-- START OF DATA SUPPLIED --

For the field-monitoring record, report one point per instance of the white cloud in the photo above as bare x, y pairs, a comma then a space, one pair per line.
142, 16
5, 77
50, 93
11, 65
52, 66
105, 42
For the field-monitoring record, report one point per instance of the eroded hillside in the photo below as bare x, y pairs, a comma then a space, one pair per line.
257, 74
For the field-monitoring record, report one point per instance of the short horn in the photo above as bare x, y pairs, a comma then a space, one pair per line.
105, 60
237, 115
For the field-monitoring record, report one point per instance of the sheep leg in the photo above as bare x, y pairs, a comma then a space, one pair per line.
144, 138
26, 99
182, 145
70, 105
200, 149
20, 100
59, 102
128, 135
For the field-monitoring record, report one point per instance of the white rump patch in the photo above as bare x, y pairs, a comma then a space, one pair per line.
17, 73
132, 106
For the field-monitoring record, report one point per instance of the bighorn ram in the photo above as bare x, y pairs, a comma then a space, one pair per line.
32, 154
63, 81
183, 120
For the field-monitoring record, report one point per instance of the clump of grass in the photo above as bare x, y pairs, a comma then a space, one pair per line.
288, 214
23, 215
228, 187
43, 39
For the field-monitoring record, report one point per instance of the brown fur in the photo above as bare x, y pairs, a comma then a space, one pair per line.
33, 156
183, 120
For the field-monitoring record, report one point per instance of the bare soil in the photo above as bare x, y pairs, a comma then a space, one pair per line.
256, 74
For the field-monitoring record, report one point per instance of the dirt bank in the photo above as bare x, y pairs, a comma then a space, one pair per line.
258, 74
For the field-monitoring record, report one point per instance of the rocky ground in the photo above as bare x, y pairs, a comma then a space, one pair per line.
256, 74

-- END OF DATA SUPPLIED --

→ **WHAT IS EXPECTED**:
Render the part of the records that opens with the line containing "of the rocky" and runs through the end of the records as a Markdown table with the columns Row and Line, one numbered row per line, leaving out blank lines.

→ **THE ANSWER**:
| Row | Line |
|---|---|
| 1 | For the field-monitoring record, report one point per instance of the rocky ground in the photo above as bare x, y pairs, a comma then a space, one pair per line. |
| 2 | 256, 74 |